[Records excerpted from a collection]
## start
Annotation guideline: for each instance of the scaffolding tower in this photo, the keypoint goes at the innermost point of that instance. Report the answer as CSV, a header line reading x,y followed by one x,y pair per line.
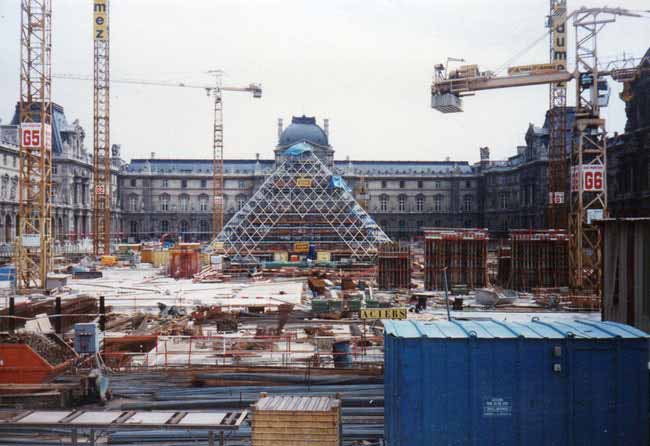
x,y
301,206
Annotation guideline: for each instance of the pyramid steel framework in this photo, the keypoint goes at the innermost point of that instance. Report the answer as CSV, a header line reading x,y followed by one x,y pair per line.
x,y
302,203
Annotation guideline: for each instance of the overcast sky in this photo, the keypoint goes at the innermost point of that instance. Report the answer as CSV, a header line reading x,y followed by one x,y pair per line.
x,y
366,65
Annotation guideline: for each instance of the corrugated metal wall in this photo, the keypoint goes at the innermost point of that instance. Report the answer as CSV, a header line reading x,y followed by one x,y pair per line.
x,y
626,272
487,388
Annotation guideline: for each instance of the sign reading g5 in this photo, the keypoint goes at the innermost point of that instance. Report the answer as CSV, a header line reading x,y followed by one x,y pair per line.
x,y
383,313
100,20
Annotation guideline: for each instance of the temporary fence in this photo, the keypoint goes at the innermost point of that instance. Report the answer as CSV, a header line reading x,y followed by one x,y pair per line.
x,y
394,266
461,252
540,259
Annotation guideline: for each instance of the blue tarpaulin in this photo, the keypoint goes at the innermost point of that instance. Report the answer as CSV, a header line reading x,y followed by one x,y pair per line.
## end
Rewrite all of the records above as a JSON list of strings, one string for each line, with blank lines skipped. Leave the pictures out.

• _Exercise response_
[
  "Annotation guideline: for each instance of the scaffolding tower in this photo, the keypoint goes at the innermost point of that instance. Report the answer as CSV, a header line reading x,y followed by one x,y pair per line.",
  "x,y",
  "301,206",
  "Annotation guideline: for each instance of the pyramid steel framework in this photo, the keypoint goes at the innermost point of that instance. Report the answer as CSV, a header line reading x,y followed by one x,y pair per line.",
  "x,y",
  "302,203",
  "Annotation guideline: for each instance of the overcast sky in this photo, the keypoint goes at the innermost point of that instance. Report the answer as CSV, a header line reading x,y followed by one x,y pair per line.",
  "x,y",
  "366,65",
  "Annotation guideline: for each instance of the corrugated metal wall in this photo, the keypoint goes at the innermost point of that instance. Report the answer as CSV, a header line reading x,y followed by one x,y pair per line.",
  "x,y",
  "626,272",
  "487,388",
  "Annotation guideline: for each instance of the sign reading g5 in this photo, the keypoint goes at the innermost point of that instance. Report the answer as CSV, a header line reading x,y followed by one x,y pair per line.",
  "x,y",
  "383,313",
  "100,20",
  "Annotation guideline: for each instance of the temporary fence in this photo, the keypoint goes at the innermost point of that instance. Report the answer as CSV, a header line reading x,y followed by one x,y pair per line.",
  "x,y",
  "394,266",
  "461,252",
  "540,259",
  "Annotation guideline: for each instance of the blue tarpaulin in this photo, the keypoint goes at the innermost point of that instance. Report the answer as CSV, a header line reading x,y followed by one x,y pair per line."
]